------ Extract

BLITZER: High expectations, and they've been deeply disappointed, if not betrayed, in the past, as you well know, Senator Biden.

BIDEN: You've been all over the world, Wolf. You know there is not a place in the world you've been that we're not (UNINTELLIGIBLE) that portion of the world's problems (UNINTELLIGIBLE) solution. And part of our job was to -- self-appointed job -- was also to give them realistic expectations.

We wanted to know, basically, though, three really important things -- were they committed to stay together...

BLITZER: And the answer to that is yes.

BIDEN: And the answer is yes to that, at least for the time being. You know, what happens in a year or two I am not prepared to predict.

Number two, were they committed to a united Iraq, were they -- because, you know, the Turks, the Iranians, everyone has always been concerned about an independent...

BLITZER: The answer to that is yes?

BIDEN: The answer to that is yes, and I think that's borne out of a stark realism. They realize they have no place else to go. They have no choice, and this is their single best option.

And the third question was, what did they expect of us, because as you say, they feel very, very betrayed. It's been centuries they felt betrayed, and in the last decade, they felt betrayed. And that was -- let me put it this way -- I passed a note to Senator Hagel in the middle of one of our meetings and I said, we're getting into a whole hell of a lot here. This is a gigantic undertaking. The American people should understand how complicated this is going to be after Saddam comes down, if that happens, and it's going to take some real, sophisticated and significant investment in management.

BLITZER: Senator Biden, Senator Hagel, good to speak to both of you.

(CROSSTALK)

BLITZER: ... in Qatar, I know you're getting ready to go meet with General Franks, and they're getting ready for a big exercise here. We'll be covering that. Go get some sleep.

HAGEL: Thank you, Wolf.

BIDEN: Good to see you.

BLITZER: Thanks a lot. Thanks again.

We have a lot more coverage on this special edition of CNN PRESENTS. We'll also speak with the former chief United Nations weapons inspector, Richard Butler. That and much more when we come back.

(COMMERCIAL BREAK)

BLITZER: Welcome back to our continuing coverage, this special edition of CNN PRESENTS. I'm Wolf Blitzer in Qatar. The United States certainly has older, more longstanding allies in this part of the world, and that's raising questions why Qatar, of all places, is now becoming so incredibly important in this showdown with Iraq.

------------
------ Provided records

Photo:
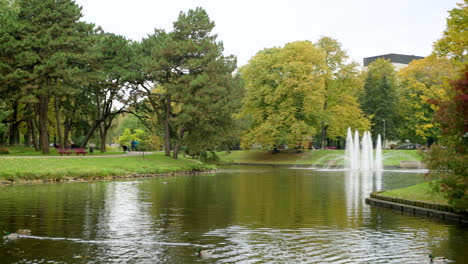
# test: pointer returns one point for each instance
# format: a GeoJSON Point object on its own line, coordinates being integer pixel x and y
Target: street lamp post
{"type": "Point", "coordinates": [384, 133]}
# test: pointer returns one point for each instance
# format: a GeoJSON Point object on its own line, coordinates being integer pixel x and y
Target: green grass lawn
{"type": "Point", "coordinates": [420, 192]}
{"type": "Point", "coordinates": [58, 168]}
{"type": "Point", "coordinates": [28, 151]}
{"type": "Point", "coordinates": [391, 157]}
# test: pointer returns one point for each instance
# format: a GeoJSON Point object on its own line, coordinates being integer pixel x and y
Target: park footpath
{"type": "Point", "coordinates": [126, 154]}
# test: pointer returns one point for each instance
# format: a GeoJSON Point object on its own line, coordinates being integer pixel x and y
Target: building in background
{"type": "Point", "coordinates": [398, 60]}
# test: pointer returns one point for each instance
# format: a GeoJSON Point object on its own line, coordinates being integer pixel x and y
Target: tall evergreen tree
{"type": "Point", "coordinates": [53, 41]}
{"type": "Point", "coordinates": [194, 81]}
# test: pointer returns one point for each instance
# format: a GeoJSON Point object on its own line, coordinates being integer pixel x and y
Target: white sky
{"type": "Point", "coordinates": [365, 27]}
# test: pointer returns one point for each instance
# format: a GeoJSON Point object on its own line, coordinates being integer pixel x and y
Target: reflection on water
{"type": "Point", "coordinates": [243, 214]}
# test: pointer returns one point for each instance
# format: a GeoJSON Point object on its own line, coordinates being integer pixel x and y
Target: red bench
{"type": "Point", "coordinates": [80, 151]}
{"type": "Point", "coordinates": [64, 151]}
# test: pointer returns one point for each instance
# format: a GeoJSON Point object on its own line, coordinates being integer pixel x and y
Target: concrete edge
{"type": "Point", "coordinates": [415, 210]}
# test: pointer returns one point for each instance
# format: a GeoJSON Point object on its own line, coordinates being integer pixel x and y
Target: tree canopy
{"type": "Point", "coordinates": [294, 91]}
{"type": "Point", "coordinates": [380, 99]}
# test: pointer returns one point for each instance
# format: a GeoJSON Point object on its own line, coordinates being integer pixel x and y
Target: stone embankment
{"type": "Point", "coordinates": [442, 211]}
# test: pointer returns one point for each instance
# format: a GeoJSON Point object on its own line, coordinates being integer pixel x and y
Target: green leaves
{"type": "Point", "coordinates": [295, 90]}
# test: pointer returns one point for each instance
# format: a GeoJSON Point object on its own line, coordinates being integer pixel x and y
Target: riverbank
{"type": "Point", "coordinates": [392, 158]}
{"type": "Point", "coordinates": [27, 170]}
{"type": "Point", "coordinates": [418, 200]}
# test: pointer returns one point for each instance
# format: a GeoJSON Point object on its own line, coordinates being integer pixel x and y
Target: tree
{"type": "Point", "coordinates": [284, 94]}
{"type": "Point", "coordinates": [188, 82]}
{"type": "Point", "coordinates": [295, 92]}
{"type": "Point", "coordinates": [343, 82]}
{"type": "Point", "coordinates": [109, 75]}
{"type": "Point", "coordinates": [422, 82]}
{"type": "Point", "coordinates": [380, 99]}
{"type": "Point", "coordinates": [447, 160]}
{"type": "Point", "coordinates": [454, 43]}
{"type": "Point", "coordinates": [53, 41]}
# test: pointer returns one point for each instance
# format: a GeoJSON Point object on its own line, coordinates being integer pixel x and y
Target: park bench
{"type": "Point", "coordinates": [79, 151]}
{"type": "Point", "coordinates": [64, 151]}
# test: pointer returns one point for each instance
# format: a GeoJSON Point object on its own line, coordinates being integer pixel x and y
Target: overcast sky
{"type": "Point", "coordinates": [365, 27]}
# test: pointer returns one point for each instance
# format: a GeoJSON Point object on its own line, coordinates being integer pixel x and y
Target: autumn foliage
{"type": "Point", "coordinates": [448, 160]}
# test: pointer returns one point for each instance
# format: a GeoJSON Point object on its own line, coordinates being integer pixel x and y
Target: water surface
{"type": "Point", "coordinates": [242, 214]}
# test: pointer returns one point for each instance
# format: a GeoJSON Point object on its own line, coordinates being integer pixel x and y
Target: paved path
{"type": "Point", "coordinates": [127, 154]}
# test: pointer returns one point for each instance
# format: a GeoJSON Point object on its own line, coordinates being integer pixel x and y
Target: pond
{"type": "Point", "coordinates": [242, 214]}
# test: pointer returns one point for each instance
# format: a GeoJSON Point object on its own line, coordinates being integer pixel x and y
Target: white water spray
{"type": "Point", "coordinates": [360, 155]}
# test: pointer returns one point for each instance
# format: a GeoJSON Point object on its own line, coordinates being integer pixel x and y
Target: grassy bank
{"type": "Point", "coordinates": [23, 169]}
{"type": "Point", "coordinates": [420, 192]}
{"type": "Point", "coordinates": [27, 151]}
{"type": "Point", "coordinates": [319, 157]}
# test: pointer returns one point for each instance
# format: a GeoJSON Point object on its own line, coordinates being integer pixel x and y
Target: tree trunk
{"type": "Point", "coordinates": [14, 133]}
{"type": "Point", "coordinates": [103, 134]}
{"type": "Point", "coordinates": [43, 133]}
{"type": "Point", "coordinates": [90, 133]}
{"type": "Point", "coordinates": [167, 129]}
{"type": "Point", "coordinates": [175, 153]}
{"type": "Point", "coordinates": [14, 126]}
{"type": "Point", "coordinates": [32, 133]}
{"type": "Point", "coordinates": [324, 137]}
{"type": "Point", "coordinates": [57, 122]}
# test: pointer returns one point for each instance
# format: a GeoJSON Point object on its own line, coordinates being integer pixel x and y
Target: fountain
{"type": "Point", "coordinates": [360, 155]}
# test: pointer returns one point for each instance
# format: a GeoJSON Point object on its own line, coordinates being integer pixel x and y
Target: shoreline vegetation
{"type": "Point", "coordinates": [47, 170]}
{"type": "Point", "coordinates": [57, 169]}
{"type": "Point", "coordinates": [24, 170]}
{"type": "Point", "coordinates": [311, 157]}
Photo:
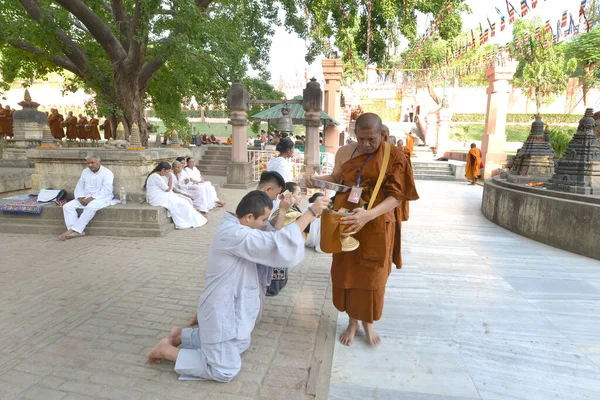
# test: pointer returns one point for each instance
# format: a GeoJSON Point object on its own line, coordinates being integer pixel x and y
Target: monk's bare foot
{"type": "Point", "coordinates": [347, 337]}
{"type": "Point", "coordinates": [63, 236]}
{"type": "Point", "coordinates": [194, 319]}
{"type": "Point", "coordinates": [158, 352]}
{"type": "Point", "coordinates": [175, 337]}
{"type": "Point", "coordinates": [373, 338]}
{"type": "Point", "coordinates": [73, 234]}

------------

What to work on>
Copy out the part of the interview transcript starting at "BLITZER: High expectations, and" and ending at "about an independent...", word for word.

Exercise response>
BLITZER: High expectations, and they've been deeply disappointed, if not betrayed, in the past, as you well know, Senator Biden.

BIDEN: You've been all over the world, Wolf. You know there is not a place in the world you've been that we're not (UNINTELLIGIBLE) that portion of the world's problems (UNINTELLIGIBLE) solution. And part of our job was to -- self-appointed job -- was also to give them realistic expectations.

We wanted to know, basically, though, three really important things -- were they committed to stay together...

BLITZER: And the answer to that is yes.

BIDEN: And the answer is yes to that, at least for the time being. You know, what happens in a year or two I am not prepared to predict.

Number two, were they committed to a united Iraq, were they -- because, you know, the Turks, the Iranians, everyone has always been concerned about an independent...